_Task goal_: The lines to be set down run from the line containing "For each instance of the number" through the final line of the data below; print them exactly and print nothing else.

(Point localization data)
========
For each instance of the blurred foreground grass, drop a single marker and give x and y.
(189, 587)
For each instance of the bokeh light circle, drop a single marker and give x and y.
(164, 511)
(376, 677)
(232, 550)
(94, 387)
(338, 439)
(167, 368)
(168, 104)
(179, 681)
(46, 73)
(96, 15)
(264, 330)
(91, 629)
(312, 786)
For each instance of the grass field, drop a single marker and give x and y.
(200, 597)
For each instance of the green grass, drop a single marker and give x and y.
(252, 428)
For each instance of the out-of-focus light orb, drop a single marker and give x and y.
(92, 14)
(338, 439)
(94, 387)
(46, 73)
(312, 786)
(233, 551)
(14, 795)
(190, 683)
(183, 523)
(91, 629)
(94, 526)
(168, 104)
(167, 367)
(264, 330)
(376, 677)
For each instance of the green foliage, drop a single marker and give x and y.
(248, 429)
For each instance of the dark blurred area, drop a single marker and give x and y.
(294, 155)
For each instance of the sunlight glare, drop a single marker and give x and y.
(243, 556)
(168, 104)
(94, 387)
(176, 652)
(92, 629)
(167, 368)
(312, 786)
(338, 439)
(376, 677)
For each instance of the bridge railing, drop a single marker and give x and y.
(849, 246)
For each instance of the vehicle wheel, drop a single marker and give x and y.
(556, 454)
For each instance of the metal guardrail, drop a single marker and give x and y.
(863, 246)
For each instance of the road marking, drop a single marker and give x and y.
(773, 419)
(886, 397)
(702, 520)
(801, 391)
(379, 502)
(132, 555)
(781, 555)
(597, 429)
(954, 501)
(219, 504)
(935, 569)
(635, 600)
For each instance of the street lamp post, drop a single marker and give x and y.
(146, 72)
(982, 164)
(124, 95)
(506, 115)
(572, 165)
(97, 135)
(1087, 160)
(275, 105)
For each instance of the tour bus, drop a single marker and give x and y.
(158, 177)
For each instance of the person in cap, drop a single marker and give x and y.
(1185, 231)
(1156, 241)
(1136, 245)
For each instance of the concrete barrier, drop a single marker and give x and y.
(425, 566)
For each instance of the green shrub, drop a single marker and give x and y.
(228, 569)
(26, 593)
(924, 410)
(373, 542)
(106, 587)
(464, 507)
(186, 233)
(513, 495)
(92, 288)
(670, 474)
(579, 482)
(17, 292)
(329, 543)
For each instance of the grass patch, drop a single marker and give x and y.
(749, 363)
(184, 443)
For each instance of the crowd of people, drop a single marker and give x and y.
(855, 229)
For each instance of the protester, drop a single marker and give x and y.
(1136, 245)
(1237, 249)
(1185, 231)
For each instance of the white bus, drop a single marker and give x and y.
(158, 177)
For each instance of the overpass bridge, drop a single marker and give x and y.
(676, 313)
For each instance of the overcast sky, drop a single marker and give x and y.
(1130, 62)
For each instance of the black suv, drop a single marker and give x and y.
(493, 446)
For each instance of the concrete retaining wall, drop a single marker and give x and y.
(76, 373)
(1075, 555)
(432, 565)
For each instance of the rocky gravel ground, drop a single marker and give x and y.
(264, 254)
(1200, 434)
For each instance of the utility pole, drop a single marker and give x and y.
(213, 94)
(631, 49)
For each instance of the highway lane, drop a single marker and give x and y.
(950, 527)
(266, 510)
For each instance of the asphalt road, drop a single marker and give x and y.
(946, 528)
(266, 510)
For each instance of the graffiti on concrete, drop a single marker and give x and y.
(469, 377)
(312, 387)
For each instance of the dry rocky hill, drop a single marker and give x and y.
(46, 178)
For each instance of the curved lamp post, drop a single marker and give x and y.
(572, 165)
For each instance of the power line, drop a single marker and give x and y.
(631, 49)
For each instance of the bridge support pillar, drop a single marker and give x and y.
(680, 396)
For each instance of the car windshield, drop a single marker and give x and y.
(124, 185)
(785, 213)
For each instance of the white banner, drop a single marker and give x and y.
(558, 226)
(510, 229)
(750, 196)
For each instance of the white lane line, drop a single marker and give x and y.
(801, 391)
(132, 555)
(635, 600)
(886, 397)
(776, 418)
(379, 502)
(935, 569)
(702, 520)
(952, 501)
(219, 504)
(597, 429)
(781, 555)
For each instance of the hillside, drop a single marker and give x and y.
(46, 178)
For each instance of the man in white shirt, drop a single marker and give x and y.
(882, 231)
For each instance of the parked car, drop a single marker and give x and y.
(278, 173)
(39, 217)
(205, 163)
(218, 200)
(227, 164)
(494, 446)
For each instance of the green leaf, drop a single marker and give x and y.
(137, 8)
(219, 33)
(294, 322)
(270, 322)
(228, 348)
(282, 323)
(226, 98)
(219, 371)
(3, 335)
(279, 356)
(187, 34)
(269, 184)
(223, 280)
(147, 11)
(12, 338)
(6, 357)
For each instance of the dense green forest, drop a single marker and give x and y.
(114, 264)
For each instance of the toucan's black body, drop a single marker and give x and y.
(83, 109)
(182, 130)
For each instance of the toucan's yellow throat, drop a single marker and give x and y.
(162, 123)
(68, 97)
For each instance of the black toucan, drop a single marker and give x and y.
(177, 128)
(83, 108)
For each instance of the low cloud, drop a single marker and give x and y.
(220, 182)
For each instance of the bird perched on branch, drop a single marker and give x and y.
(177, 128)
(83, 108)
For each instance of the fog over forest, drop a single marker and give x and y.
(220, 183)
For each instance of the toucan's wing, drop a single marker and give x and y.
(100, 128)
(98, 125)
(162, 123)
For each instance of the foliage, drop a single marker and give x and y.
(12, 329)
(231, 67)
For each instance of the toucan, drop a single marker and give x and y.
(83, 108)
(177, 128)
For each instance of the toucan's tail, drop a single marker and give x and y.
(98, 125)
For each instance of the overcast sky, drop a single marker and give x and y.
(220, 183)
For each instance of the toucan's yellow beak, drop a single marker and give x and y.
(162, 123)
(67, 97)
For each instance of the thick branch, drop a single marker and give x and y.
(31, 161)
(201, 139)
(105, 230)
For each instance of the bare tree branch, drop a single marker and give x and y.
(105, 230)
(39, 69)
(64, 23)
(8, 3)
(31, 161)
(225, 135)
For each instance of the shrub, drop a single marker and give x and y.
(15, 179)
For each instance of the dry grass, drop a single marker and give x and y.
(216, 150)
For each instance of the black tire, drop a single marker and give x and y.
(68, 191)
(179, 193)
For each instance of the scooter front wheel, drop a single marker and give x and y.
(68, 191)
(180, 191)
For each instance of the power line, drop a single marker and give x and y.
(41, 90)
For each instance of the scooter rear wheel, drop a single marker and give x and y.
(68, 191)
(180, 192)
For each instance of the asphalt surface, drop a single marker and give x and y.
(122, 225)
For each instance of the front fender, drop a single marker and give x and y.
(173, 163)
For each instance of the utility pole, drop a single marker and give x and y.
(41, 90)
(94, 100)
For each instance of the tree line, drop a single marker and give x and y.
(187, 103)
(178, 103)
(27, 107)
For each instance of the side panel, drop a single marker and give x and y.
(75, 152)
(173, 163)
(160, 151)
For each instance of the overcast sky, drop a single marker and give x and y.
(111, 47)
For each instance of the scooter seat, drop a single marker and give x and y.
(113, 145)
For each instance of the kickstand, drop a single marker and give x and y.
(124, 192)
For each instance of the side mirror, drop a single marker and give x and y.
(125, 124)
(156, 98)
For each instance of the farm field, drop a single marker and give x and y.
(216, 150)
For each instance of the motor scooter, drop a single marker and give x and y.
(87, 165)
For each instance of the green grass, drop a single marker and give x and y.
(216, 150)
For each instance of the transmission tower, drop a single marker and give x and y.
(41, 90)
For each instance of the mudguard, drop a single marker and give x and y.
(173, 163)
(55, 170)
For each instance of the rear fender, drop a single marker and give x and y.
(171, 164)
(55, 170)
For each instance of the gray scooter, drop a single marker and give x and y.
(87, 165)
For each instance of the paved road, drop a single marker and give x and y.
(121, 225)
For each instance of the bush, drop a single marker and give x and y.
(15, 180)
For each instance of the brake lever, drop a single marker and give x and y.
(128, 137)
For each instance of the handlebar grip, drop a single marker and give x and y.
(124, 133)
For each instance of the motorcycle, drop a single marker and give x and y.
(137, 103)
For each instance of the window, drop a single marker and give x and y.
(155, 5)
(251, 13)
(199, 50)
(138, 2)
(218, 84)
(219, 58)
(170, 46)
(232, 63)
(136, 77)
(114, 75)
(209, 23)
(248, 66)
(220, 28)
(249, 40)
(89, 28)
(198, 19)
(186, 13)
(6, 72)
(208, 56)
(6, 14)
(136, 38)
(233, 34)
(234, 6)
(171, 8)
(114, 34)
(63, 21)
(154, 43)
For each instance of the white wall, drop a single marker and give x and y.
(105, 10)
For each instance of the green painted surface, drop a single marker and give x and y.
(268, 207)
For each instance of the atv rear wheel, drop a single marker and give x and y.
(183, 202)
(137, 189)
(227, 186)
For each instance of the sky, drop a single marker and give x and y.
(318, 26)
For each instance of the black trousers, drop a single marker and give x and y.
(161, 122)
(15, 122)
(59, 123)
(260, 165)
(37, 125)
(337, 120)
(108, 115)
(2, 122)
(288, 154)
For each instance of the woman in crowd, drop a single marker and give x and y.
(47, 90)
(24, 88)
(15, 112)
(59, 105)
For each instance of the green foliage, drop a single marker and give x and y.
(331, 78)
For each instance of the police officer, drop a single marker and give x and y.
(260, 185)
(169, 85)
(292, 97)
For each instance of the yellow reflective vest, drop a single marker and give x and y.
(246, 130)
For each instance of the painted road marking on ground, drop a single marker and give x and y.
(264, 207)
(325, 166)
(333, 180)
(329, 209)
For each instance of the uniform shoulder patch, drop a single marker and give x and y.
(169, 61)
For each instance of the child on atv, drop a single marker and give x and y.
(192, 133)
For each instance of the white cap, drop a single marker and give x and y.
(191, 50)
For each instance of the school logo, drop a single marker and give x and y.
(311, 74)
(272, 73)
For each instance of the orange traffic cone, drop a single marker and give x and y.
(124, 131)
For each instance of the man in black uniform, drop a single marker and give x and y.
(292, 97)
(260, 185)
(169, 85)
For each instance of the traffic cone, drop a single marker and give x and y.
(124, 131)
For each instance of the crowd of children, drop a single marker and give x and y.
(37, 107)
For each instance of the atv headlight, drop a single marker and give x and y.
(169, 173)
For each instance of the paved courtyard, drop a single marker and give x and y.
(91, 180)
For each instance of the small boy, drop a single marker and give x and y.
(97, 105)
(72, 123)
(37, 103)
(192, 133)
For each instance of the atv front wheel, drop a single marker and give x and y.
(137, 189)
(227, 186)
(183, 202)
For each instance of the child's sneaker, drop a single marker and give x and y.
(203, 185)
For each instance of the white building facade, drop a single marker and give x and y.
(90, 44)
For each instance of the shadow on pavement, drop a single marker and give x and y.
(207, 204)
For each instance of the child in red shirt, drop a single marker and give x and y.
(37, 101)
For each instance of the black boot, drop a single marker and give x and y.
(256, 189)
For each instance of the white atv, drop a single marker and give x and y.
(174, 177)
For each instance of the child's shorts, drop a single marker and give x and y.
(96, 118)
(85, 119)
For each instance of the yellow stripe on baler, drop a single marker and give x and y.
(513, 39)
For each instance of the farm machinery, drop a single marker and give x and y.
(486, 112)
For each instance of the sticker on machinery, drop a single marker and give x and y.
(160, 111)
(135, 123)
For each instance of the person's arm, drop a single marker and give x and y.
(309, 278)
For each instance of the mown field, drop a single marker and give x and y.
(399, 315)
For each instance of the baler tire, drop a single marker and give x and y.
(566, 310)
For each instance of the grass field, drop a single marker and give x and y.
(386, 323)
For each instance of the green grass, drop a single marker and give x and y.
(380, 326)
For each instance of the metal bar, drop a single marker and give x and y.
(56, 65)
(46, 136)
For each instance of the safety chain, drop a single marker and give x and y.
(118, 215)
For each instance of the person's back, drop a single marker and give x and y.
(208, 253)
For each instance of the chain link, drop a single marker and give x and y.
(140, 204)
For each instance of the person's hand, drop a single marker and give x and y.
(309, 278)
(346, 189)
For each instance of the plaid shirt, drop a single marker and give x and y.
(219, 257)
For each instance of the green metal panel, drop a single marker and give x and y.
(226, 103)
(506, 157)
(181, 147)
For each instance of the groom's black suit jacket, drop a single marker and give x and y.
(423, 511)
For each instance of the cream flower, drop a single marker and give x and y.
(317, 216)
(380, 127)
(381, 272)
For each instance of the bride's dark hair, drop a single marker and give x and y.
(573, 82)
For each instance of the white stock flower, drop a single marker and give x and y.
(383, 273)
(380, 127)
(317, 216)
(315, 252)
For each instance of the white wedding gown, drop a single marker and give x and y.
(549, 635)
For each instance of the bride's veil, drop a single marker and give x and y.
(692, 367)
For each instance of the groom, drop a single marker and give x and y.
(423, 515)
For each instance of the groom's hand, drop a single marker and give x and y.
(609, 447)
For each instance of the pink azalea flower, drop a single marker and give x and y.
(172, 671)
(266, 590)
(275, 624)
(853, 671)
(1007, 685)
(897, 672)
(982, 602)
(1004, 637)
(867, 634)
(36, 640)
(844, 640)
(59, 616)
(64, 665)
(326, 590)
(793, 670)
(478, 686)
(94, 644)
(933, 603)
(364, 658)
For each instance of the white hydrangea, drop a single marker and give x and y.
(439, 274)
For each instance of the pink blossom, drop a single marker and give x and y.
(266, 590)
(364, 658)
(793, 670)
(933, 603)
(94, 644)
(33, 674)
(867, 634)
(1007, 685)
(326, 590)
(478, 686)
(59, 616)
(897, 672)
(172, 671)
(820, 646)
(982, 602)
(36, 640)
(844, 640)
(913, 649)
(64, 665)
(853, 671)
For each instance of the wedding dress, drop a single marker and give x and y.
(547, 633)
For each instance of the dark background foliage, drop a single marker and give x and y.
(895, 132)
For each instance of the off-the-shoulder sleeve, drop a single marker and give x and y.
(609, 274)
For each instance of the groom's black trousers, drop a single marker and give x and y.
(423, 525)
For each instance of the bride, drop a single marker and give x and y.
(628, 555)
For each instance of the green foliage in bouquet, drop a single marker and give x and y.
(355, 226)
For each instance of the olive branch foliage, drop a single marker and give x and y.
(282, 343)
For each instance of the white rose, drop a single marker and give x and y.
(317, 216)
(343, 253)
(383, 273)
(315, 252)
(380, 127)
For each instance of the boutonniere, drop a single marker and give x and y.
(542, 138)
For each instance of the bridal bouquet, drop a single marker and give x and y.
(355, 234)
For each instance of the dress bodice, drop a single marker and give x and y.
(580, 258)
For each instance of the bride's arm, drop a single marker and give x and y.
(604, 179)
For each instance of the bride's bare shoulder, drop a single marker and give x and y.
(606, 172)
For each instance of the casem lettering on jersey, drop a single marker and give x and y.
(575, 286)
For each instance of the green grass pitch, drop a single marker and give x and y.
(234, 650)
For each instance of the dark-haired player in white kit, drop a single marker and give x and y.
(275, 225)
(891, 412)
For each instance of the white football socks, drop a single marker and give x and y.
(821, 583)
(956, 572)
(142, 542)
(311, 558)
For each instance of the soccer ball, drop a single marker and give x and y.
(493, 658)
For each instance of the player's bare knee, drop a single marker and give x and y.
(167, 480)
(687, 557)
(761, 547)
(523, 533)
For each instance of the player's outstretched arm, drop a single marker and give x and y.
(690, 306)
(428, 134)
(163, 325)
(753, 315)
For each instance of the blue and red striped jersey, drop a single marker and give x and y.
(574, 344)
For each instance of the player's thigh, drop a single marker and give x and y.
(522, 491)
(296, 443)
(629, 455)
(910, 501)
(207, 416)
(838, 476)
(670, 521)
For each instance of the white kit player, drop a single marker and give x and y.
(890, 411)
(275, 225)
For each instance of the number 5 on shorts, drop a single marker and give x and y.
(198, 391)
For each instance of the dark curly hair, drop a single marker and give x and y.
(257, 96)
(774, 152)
========
_Solution_:
For each instance of the number 5 on shorts, drop a single marker and give x and y.
(198, 391)
For each instance of the dark curly hair, drop a single marker and give x and y.
(257, 96)
(774, 152)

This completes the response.